▶ [JOB] Copy out the listing below line for line, changing nothing. Omit the pictures.

▶ [DATA LINES]
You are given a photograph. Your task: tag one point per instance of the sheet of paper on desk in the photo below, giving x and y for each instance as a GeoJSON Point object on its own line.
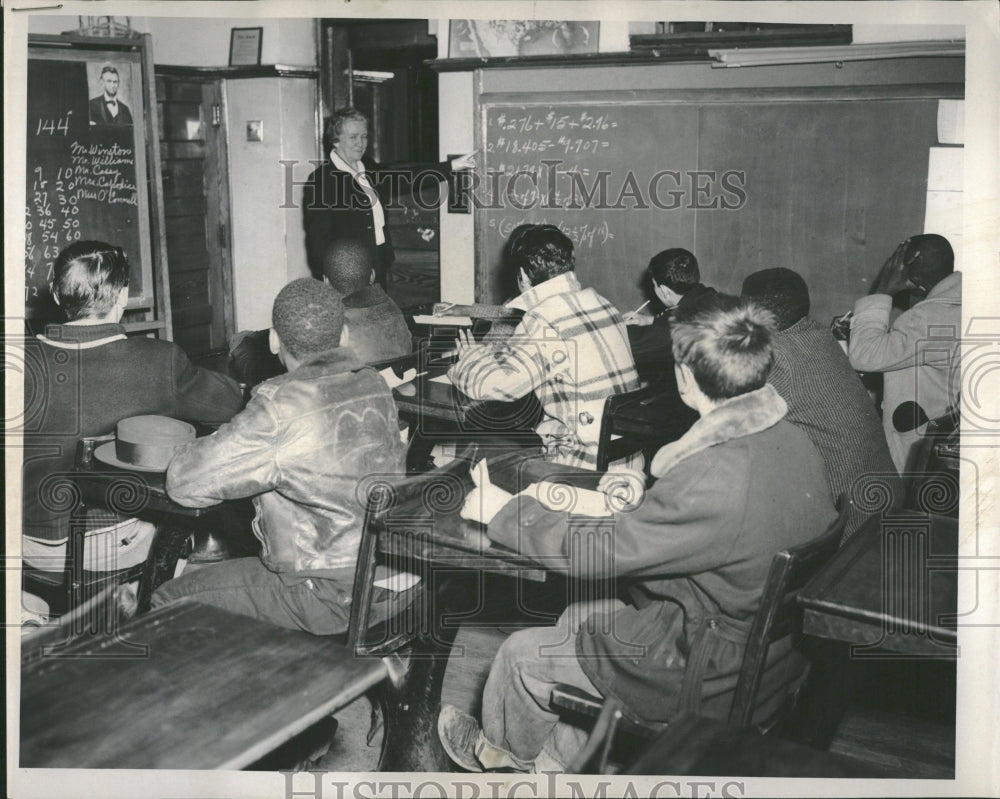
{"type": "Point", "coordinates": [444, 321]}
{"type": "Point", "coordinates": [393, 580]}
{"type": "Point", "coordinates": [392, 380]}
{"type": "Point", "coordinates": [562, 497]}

▶ [EXERCISE RESULT]
You are given a photograph. Your task: tag one point per instance of the sheet of paper on desk in the photo below, giving x and y for each instance as a GeoJSON Point object on its own line.
{"type": "Point", "coordinates": [444, 321]}
{"type": "Point", "coordinates": [393, 580]}
{"type": "Point", "coordinates": [392, 380]}
{"type": "Point", "coordinates": [562, 497]}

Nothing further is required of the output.